**Consignes:**
- a) Répondez brièvement à ces questions sur le texte consacré à Aminata Touré, chaque réponse numérotée comme sa question.
(i) Quelle fonction occupe Aminata Touré ?
(ii) Quelle phrase le texte attribue-t-il à Napoléon ?
(iii) Selon le texte, la toile ou le web fait aujourd'hui plus mal que quoi ?
- b) Poursuivez le texte consacré à Aminata Touré à partir de sa dernière phrase.

**Texte à lire:**
:::::
Après la Déclaration de Politique Générale (DPG), l‘heure est à la mise en place des Débatteurs Pour le Gouvernement (DPG). La stratège et non moins chef du gouvernement, Aminata Touré, n’a pas tort de mettre progressivement en ordre de bataille – on peut multiplier à l’infini les variations autour de la traduction élastique du sigle – son détachement de Défenseurs Patentés du Gouvernement (DPG). En effet, le Premier ministre, femme politique devant l’Eternel, est persuadé qu’un gouvernement vaut ce que vaut le soutien qu’il trouve auprès de l’opinion. Une conviction qui colle à celle de Napoléon : « Trois journaux font plus mal que mille baïonnettes ». A cette aune-là, la toile ou le web fait, aujourd’hui, plus mal qu’un wagon de bazookas.
:::::
**Annotations par points:**
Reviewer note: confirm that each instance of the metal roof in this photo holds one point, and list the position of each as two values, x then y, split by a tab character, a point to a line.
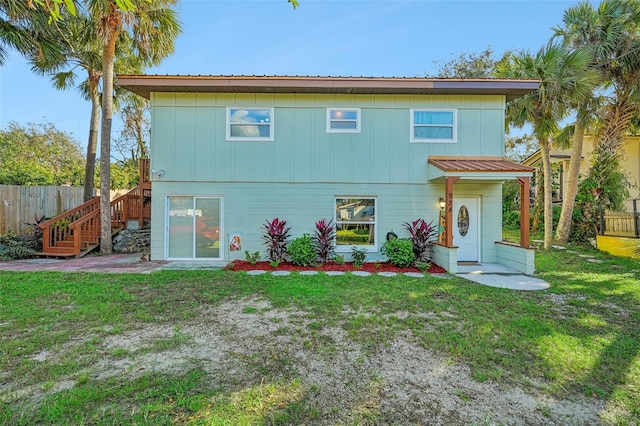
477	164
144	85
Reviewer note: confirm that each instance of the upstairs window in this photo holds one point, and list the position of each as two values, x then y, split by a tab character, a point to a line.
433	125
355	223
250	124
343	120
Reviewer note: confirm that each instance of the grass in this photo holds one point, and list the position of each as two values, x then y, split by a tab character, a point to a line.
580	337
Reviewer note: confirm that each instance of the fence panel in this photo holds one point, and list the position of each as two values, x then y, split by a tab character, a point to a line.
19	204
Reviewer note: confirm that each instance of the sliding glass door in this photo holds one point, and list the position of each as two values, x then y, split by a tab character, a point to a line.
194	229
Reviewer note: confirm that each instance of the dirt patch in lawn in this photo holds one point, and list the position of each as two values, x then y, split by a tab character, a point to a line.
247	343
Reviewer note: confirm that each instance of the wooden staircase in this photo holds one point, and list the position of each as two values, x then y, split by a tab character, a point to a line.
:::::
**Réponses:**
- a)
(i) Chef du gouvernement (Premier ministre).
(ii) « Trois journaux font plus mal que mille baïonnettes ».
(iii) Qu'un wagon de bazookas.

- b)
En vérité, la majorité – de facto dirigée au quotidien par Mme Aminata Touré – comble une lacune bêtement négligée, jusque-là. Sous tous les cieux démocratiques, les tenants du pouvoir et leurs alliés servent, à la fois, de boucliers et d’épées aux régimes établis. Car il est politiquement inadmissible que les membres de la Nomenklatura (bénéficiaires d’avantages prévus, de privilèges légaux et souvent de faveurs excessives) se taisent et se terrent, lorsque l’averse des critiques de l’opposition ou les rouspétances sonores de l’opinion accablent et acculent le gouvernement qui est justement la machine à distribuer les honneurs et…les honoraires.
En un mot : on sert un régime avec ardeur ou on le quitte avec grandeur. Toute autre attitude, notamment muette et amorphe, (du ministre comme du militant) transforme la mission exaltante en un méchoui succulent. Le Président Senghor avait ses janissaires toujours jetés dans l’âpre bataille pour la conquête de l’opinion publique. Le senghorisme triomphant avait ses gardes-chiourmes toujours gonflés à bloc : Bara Diouf, Djibo Ka, Mocktar Kébé, l’ambassadeur Seyni Mbengue, Abdou Salam Kane alias ASAK etc.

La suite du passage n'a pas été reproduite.